■ **Work to complete**
1. In the Perl extract, condense the paragraph that begins "is still widely used" into a shorter form that keeps its main facts.
2. Retype the part of the Perl extract starting with "is still widely" and going on through "Grab each line/record...".

■ **Page extract**

——

Use unpack to extract fixed-width fields .

Fixed-width text data:

X123-S000001324700000199 SFG-AT000000010200009099 Y811-Q000010030000000033

is still widely used in many data processing applications. The obvious way to extract this kind of data is with Perl's built-in substr function. But the resulting code is unwieldy and surprisingly slow:


# Specify field locations...
Readonly my %FIELD_POS => (ident=>0,  sales=>6,   price=>16);
Readonly my %FIELD_LEN => (ident=>6,  sales=>10,  price=>8);
# Grab each line/record...
while (my $record = <$sales_data>) {
# Extract each field...
my $ident = substr($record, $FIELD_POS{ident}, $FIELD_LEN{ident});
my $sales = substr($record, $FIELD_POS{sales}, $FIELD_LEN{sales});
my $price = substr($record, $FIELD_POS{price}, $FIELD_LEN{price});
# Append each record, translating ID codes and
# normalizing sales (which are stored in 1000s)...
push @sales, {
ident => translate_ID($ident),
sales => $sales * 1000,
price => $price,
};
}

Using regexes to capture the various fields produces slightly cleaner code, but the matches are still not optimally fast:


# Specify order and lengths of fields...

——

■ **Record list**
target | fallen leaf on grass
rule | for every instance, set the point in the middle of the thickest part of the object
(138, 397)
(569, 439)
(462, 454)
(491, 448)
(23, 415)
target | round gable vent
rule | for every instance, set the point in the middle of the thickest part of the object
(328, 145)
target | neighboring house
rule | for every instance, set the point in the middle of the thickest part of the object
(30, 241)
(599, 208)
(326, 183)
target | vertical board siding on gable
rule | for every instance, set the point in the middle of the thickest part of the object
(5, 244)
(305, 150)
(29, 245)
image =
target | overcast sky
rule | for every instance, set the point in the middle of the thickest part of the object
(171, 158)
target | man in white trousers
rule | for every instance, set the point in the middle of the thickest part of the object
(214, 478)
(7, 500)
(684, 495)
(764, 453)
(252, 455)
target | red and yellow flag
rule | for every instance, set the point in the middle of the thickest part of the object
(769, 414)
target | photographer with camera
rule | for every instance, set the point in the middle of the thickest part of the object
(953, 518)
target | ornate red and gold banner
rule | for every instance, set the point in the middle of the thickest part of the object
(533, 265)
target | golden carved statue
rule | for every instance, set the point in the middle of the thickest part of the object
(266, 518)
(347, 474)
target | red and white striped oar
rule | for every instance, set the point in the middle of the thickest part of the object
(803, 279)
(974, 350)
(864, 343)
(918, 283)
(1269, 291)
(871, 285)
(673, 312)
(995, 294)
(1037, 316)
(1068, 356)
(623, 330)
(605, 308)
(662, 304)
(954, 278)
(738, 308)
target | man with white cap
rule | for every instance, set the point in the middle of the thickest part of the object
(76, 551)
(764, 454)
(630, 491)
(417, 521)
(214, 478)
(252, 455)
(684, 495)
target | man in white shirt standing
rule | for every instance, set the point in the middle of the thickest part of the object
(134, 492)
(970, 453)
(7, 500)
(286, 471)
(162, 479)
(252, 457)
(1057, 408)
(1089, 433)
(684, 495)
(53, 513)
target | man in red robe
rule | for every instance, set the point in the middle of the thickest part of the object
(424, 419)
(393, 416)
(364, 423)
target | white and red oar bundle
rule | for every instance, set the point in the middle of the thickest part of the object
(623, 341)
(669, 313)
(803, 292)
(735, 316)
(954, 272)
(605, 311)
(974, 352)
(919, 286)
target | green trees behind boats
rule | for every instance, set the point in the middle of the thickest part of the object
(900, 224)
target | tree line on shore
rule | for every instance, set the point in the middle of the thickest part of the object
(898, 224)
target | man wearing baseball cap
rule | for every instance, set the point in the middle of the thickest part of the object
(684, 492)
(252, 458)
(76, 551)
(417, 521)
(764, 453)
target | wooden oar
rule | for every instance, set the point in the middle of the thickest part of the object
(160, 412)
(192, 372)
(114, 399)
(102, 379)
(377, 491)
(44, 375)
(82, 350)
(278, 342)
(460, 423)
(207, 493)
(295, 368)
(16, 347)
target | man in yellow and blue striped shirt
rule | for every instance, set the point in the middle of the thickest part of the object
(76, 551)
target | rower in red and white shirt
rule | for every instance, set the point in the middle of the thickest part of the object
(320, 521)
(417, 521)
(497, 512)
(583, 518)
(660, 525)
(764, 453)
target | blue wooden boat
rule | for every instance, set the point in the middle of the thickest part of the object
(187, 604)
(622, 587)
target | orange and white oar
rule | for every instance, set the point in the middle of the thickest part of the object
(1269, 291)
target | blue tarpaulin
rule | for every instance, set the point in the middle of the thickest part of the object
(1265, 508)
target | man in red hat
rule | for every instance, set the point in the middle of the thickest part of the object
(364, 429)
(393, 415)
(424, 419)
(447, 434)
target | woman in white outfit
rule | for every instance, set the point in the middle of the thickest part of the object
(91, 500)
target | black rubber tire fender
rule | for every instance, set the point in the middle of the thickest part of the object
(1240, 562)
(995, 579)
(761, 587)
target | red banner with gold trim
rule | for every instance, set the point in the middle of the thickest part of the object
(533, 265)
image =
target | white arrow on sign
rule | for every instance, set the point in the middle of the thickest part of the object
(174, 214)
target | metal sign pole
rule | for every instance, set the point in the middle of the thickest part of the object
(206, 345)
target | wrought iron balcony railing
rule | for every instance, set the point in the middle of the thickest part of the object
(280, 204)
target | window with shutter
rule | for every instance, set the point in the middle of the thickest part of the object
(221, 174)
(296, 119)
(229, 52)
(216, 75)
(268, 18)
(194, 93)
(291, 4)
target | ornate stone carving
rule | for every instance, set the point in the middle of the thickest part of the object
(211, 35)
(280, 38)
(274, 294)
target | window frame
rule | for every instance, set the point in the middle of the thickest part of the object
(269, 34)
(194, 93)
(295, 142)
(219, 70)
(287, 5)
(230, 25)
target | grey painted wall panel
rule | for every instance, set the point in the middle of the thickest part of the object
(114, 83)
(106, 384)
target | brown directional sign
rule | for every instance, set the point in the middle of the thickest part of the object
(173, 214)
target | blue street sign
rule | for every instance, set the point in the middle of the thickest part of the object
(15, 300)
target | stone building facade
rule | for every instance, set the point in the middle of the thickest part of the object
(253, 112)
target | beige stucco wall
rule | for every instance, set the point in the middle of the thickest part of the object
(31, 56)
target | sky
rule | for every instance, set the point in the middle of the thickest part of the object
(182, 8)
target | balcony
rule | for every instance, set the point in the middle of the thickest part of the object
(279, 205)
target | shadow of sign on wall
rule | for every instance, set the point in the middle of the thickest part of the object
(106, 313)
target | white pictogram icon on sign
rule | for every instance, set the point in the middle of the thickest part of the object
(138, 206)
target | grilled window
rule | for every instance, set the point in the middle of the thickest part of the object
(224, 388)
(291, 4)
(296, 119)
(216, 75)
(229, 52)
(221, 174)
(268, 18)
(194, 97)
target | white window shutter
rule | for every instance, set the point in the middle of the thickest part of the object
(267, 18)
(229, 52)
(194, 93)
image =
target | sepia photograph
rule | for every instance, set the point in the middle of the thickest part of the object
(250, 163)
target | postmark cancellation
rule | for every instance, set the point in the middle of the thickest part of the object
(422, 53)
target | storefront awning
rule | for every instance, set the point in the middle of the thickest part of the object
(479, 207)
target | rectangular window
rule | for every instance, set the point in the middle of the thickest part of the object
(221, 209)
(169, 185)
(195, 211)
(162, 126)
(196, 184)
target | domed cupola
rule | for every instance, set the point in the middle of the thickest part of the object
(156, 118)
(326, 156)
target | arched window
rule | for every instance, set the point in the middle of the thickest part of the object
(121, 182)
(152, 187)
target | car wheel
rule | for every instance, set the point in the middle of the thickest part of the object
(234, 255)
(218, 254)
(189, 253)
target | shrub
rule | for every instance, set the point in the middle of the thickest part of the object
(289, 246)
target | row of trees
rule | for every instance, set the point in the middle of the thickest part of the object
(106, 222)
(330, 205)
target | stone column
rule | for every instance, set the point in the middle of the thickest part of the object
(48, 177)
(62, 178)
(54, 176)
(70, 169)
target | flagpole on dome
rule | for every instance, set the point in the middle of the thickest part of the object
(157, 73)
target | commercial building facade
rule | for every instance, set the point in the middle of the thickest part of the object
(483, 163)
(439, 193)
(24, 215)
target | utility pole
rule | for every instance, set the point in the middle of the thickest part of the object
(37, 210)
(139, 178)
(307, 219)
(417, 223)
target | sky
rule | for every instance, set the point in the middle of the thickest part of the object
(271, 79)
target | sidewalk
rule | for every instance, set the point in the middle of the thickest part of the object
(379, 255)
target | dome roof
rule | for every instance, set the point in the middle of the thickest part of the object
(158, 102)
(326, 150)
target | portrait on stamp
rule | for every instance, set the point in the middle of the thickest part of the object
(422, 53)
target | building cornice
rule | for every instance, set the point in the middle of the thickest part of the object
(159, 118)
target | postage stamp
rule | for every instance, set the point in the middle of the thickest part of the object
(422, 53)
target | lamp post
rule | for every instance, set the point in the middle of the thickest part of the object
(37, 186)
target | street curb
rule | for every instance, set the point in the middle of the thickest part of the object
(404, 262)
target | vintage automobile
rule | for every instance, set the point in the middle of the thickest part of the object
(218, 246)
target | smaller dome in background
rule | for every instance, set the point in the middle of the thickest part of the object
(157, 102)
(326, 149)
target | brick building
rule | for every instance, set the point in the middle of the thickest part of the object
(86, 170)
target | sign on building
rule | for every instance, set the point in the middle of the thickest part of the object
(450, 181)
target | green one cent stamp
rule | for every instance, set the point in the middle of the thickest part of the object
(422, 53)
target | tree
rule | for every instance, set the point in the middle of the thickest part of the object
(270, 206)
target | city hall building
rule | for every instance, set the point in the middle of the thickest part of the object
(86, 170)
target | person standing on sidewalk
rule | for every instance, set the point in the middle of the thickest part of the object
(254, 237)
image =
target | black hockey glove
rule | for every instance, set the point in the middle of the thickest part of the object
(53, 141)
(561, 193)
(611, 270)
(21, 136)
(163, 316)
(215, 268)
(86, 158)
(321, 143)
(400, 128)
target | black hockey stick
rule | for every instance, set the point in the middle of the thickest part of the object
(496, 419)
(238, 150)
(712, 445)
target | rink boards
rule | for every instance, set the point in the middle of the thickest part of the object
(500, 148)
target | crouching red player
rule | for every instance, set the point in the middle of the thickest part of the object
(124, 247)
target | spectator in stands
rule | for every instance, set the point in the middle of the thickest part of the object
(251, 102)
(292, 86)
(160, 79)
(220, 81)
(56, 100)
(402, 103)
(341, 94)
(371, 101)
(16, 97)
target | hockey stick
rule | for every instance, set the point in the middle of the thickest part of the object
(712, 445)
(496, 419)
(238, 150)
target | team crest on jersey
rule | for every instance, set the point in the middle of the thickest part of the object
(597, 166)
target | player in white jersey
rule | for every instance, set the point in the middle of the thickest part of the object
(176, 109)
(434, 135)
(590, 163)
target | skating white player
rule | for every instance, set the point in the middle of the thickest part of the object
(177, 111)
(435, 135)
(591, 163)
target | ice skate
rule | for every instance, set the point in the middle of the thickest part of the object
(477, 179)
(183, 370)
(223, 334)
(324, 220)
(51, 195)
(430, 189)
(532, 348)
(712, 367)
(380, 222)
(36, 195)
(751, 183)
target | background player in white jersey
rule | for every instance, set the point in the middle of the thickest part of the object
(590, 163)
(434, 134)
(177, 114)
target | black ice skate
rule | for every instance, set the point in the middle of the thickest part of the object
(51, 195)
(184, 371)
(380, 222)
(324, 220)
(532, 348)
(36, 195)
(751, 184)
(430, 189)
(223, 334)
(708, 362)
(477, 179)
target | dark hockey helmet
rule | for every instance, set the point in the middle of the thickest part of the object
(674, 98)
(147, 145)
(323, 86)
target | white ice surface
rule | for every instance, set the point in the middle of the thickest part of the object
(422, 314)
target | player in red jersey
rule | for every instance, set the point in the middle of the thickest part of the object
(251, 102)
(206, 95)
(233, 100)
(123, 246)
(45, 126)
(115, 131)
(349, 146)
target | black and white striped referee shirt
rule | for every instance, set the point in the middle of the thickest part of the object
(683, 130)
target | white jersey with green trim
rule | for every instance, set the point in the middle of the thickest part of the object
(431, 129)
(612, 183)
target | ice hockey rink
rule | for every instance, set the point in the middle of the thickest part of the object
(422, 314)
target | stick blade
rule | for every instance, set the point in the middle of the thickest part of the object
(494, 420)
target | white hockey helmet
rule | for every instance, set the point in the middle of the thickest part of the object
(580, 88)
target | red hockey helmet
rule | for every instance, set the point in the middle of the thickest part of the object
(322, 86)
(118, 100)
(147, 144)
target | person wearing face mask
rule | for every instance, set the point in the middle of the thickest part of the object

——

■ **Exercise solutions**
1. Fixed-width text data remains common in data processing. Perl's built-in substr function is the obvious way to extract it, but the resulting code is unwieldy and surprisingly slow.

2.
is still widely used in many data processing applications. The obvious way to extract this kind of data is with Perl's built-in substr function. But the resulting code is unwieldy and surprisingly slow:


# Specify field locations...
Readonly my %FIELD_POS => (ident=>0,  sales=>6,   price=>16);
Readonly my %FIELD_LEN => (ident=>6,  sales=>10,  price=>8);
# Grab each line/record...